#### [Data listing]
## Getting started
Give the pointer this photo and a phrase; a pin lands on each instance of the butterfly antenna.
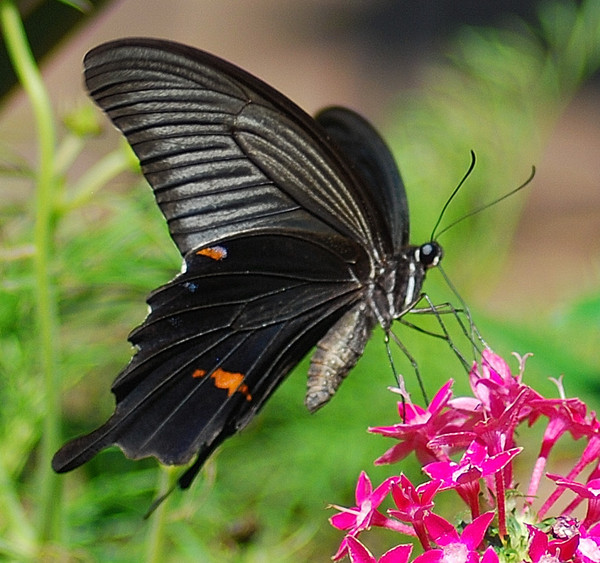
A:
(485, 206)
(453, 194)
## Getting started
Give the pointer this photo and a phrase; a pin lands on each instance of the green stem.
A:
(46, 306)
(156, 533)
(96, 177)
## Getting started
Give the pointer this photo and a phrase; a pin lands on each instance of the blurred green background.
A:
(82, 244)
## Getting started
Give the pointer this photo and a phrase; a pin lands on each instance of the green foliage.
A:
(77, 264)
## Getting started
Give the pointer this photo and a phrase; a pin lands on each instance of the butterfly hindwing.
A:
(219, 339)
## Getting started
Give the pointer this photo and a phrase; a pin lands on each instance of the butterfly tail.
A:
(83, 448)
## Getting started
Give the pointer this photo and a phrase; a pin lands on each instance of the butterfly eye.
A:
(430, 254)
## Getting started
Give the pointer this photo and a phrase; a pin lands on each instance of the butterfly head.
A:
(429, 254)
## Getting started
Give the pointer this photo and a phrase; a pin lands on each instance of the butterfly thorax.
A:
(394, 290)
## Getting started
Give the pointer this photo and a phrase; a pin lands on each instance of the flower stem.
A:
(46, 307)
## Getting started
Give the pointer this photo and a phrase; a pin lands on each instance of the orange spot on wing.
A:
(228, 381)
(214, 252)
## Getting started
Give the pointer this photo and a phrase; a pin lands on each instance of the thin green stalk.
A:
(155, 540)
(96, 177)
(49, 517)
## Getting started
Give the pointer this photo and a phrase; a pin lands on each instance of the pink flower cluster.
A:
(482, 428)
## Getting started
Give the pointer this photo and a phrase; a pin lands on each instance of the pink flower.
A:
(454, 547)
(419, 426)
(358, 553)
(545, 550)
(365, 514)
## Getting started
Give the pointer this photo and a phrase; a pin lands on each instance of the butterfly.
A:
(294, 233)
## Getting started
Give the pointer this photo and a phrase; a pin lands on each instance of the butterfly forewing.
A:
(225, 153)
(292, 232)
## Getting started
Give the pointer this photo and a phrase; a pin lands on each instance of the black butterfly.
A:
(294, 232)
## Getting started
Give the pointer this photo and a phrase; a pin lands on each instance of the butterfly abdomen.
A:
(336, 354)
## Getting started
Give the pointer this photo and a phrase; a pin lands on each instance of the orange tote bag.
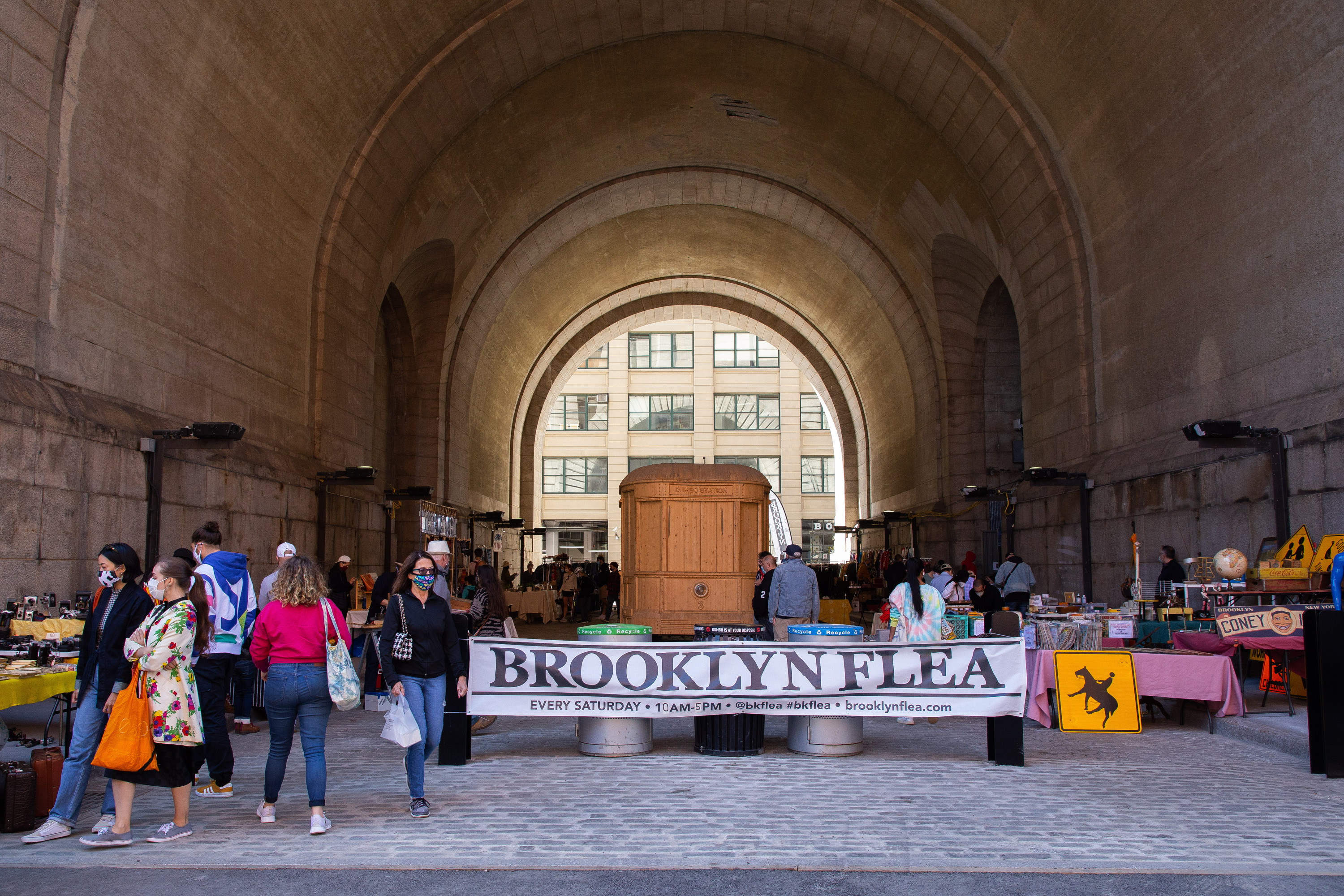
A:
(128, 742)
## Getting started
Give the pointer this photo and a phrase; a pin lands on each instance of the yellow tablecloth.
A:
(541, 602)
(65, 628)
(835, 612)
(35, 689)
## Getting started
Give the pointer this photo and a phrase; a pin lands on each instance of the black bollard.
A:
(455, 749)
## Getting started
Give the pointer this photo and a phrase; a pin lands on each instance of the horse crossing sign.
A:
(1097, 691)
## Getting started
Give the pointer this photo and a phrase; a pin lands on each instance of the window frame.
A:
(675, 412)
(776, 478)
(566, 474)
(675, 353)
(827, 473)
(804, 414)
(740, 412)
(745, 350)
(580, 413)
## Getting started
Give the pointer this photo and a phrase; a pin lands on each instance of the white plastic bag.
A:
(400, 724)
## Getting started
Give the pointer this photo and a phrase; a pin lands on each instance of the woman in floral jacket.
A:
(163, 645)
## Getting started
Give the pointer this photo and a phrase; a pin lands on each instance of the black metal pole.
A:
(1279, 469)
(154, 503)
(322, 523)
(1085, 512)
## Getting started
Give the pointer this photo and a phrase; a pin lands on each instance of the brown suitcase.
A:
(18, 792)
(46, 765)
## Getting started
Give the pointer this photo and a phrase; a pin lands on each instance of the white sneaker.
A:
(52, 829)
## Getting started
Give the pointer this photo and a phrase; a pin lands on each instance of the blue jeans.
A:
(426, 699)
(85, 735)
(297, 691)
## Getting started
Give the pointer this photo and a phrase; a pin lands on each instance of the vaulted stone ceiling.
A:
(234, 190)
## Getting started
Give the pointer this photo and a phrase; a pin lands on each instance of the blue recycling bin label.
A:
(835, 630)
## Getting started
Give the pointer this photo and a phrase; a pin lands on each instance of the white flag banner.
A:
(971, 677)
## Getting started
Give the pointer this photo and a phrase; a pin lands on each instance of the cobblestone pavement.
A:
(920, 798)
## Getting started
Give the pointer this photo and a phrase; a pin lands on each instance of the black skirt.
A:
(175, 769)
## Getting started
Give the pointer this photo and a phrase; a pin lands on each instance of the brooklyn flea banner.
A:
(974, 677)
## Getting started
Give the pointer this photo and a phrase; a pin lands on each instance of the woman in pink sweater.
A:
(289, 648)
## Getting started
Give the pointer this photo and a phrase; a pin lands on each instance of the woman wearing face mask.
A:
(119, 607)
(421, 680)
(163, 645)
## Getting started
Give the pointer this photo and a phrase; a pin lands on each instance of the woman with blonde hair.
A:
(289, 649)
(163, 644)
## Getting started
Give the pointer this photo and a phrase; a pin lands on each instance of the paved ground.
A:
(920, 798)
(116, 882)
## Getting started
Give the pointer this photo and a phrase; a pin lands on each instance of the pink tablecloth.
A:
(1211, 642)
(1178, 676)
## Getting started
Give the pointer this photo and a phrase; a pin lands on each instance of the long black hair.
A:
(914, 569)
(121, 554)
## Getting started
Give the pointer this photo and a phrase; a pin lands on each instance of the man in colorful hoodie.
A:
(233, 609)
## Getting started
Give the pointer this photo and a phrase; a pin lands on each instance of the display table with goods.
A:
(1175, 675)
(42, 628)
(534, 603)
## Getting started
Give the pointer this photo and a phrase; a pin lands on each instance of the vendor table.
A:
(65, 628)
(538, 602)
(1176, 676)
(835, 612)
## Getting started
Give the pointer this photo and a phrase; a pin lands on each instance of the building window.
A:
(570, 542)
(574, 474)
(597, 361)
(819, 538)
(819, 476)
(580, 413)
(746, 412)
(814, 413)
(744, 350)
(660, 413)
(662, 350)
(769, 466)
(636, 462)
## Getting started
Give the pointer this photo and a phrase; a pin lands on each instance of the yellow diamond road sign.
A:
(1097, 691)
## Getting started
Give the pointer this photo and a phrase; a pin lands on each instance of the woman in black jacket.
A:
(119, 607)
(421, 679)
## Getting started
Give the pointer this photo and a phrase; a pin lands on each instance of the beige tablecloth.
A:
(542, 602)
(65, 628)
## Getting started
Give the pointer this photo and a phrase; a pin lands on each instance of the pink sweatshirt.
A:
(293, 634)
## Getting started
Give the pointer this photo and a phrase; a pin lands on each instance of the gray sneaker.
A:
(170, 832)
(52, 829)
(108, 839)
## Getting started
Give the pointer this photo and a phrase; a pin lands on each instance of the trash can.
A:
(826, 735)
(616, 737)
(740, 734)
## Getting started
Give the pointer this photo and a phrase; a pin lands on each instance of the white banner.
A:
(972, 677)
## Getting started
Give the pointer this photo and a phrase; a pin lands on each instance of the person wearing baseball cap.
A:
(795, 597)
(441, 554)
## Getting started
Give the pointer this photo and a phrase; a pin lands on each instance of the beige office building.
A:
(685, 392)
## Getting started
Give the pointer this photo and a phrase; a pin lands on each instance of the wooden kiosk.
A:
(691, 534)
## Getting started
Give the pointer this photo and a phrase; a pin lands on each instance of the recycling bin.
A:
(616, 737)
(826, 735)
(741, 734)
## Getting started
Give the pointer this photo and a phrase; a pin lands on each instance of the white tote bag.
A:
(400, 724)
(342, 681)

#### [Try it]
Each record must be set down again without alteration, and no picture may be carried over.

#### [The answer]
## Getting started
Give the pointer this photo and a phrase; a pin lands on each instance of the butterfly antenna.
A:
(485, 206)
(453, 194)
## Getting started
Give the pointer this photo and a phrase; a pin lands on each instance of the green stem.
A:
(46, 306)
(156, 533)
(96, 177)
## Getting started
Give the pointer this photo and a phrase; a pin lands on each instance of the blurred green background.
A:
(82, 244)
## Getting started
Give the pointer this photo and a phrase; a pin lands on each instance of the green foliage.
A:
(77, 264)
## Getting started
Give the pointer this photo and a phrase; a pin lands on each instance of the butterfly hindwing.
A:
(219, 339)
## Getting started
Give the pointer this photo and a phrase; a pin lands on each instance of the butterfly tail.
A:
(83, 448)
## Getting started
Give the pointer this photo and a phrase; a pin lands on each instance of the butterfly eye.
A:
(430, 254)
## Getting started
Give the pointer this photo and a phrase; a pin lands on each instance of the butterfly head.
A:
(429, 254)
## Getting started
Give the pointer this photo and a phrase; a pin lands on each instance of the butterfly thorax.
A:
(394, 290)
## Getting started
Give the pointer this photo and a phrase; a pin lands on each instance of the flower stem.
A:
(46, 307)
## Getting started
Give the pointer this photo and a phrase; a pin lands on each instance of the orange spot on wing.
A:
(228, 381)
(214, 252)
## Getting started
Give the pointer this photo and a phrase; a pin lands on each instance of the thin green stalk.
A:
(155, 540)
(96, 177)
(49, 517)
## Getting started
Give the pointer this photo and a phrase; a pin lands on each instance of the pink flower cluster.
A:
(482, 428)
## Getting started
Give the pointer this photo and a phrase; a pin lands on each instance of the pink flower.
A:
(454, 547)
(419, 426)
(358, 553)
(545, 550)
(365, 514)
## Getting started
Give the pointer this photo and a phrase; a pin lands on each instance of the butterfly.
A:
(294, 233)
## Getting started
Give the pointer this photo and a phrase; a pin lands on each instance of the butterfly forewing.
A:
(225, 153)
(292, 232)
## Getting started
Give the pointer this photo and a phrase; a pin lands on each instance of the black butterfly.
A:
(294, 232)
## Getting started
Give the pointer this photo and a phrase; a pin lands on each instance of the butterfly abdomen.
A:
(336, 354)
## Getting started
Give the pointer this photo and a phrase; a pin lands on each instance of the orange tote bag.
A:
(128, 742)
## Getting started
Give the pointer this photo and a phrase; a pin lands on each instance of the yellow tablecloth.
A:
(541, 602)
(65, 628)
(835, 612)
(35, 689)
## Getting started
Give the pointer this photo and a phrase; a pin lands on each instance of the black bollard.
A:
(455, 749)
## Getting started
Give the pointer this photo and a phrase; a pin lands on each instance of the horse crossing sign.
A:
(1097, 691)
## Getting started
Give the pointer this photo and a phrase; a pin lands on each instance of the window frame.
A:
(675, 412)
(776, 478)
(566, 474)
(675, 353)
(827, 473)
(804, 414)
(740, 412)
(745, 350)
(580, 413)
## Getting started
Give the pointer this photo and a phrase; a pin lands on each instance of the white plastic bag.
A:
(400, 724)
## Getting started
Give the pointer this photo and a phrase; a pin lands on each instance of the woman in floral jacket.
A:
(163, 645)
## Getting started
Give the pointer this photo and a phrase; a pin lands on each instance of the black metal pole.
A:
(1279, 469)
(154, 503)
(322, 523)
(1085, 512)
## Getting started
Give the pointer this photo and a phrase; a pin lands on each instance of the brown suitcase.
A:
(18, 792)
(46, 765)
## Getting started
Give the pointer this photo and a phrase; a pin lands on each instance of the white sneaker.
A:
(52, 829)
## Getting started
Give the pointer this photo and a phrase; a pin lands on each instance of the blue jeans.
A:
(426, 699)
(85, 735)
(297, 691)
## Getting started
Give the pointer this photo and a phrase; a pin lands on each instance of the vaulted stone ceiling.
A:
(234, 190)
## Getting started
Give the pointer this photo and a phrase; a pin lands on each instance of the blue recycling bin label.
A:
(835, 630)
## Getting started
Give the pointer this photo and a phrase; a pin lands on each instance of the white flag banner.
A:
(971, 677)
## Getting started
Give the pointer this photo and a phrase; a pin lands on each instance of the cobblestone pavement.
A:
(920, 798)
## Getting started
Give the pointer this photo and a phrase; a pin lands on each instance of the black skirt.
A:
(175, 769)
## Getting started
Give the pointer this photo and a phrase; a pin lands on each instance of the brooklyn flea banner.
A:
(974, 677)
## Getting started
Give the pointer this photo and a phrase; a pin lands on each instance of the woman in pink sweater.
A:
(289, 648)
## Getting started
Give the pointer this photo and a phrase; a pin lands on each instance of the woman wearing face mask.
A:
(119, 607)
(421, 680)
(163, 645)
## Getting started
Give the pointer this photo and a phrase; a pin lands on each instance of the woman with blonde hair.
A:
(289, 649)
(163, 644)
## Getting started
Give the pointer this photo and a phrase; a pin lands on each instance of the paved ground.
A:
(920, 798)
(116, 882)
## Getting started
Give the pointer this photo and a phrase; a pin lands on each instance of the pink tablecloth.
A:
(1211, 642)
(1178, 676)
## Getting started
Give the pointer this photo and a phrase; a pin lands on each instance of the long black hair.
A:
(914, 569)
(121, 554)
## Getting started
Give the pointer this photo and a phrase; a pin lands on each instance of the man in colorful hoodie.
A:
(233, 609)
## Getting started
Give the pointer this photo and a phrase; a pin lands on each instance of the display table with goods.
A:
(1175, 675)
(42, 628)
(534, 603)
## Getting started
Give the pointer this photo and a phrase; a pin lands on each instance of the vendor table.
A:
(65, 628)
(538, 602)
(1176, 676)
(835, 612)
## Getting started
Give the pointer this photo and a phrase; a pin lands on each instance of the building window.
A:
(570, 542)
(574, 474)
(597, 361)
(819, 538)
(819, 476)
(580, 413)
(746, 412)
(814, 413)
(744, 350)
(660, 413)
(662, 350)
(769, 466)
(636, 462)
## Getting started
Give the pointer this photo and a phrase; a pin lands on each instance of the yellow diamond road sign.
A:
(1097, 691)
## Getting started
Give the pointer this photo and a phrase; a pin lands on each instance of the woman in black jacket.
A:
(119, 607)
(421, 679)
## Getting started
Give the pointer this photo and a phrase; a pin lands on each instance of the beige tablecloth.
A:
(542, 602)
(65, 628)
## Getting started
Give the pointer this photo and a phrase; a pin lands on each instance of the pink sweatshirt.
A:
(293, 634)
## Getting started
Give the pointer this photo and a phrase; a pin lands on each instance of the gray sneaker.
A:
(170, 832)
(52, 829)
(108, 839)
## Getting started
Give the pointer this photo and a phrase; a pin lands on each instance of the trash can.
A:
(826, 735)
(616, 737)
(740, 734)
## Getting started
Give the pointer this photo and a phrase; a pin lands on each instance of the white banner.
A:
(972, 677)
## Getting started
Give the pointer this photo and a phrase; a pin lands on each instance of the person wearing baseball cap.
A:
(795, 597)
(441, 554)
## Getting started
Give the pointer this photo and a phrase; a pin lands on each instance of the beige office building.
A:
(685, 392)
## Getting started
Give the pointer this photo and a phrase; a pin lands on each instance of the wooden kiosk.
A:
(691, 534)
## Getting started
Give the pointer this photo and a phrase; a pin lands on each instance of the recycling bin.
A:
(616, 737)
(826, 735)
(741, 734)
## Getting started
Give the pointer this photo and a phrase; a pin lands on each instance of the white tote bag.
A:
(400, 724)
(342, 681)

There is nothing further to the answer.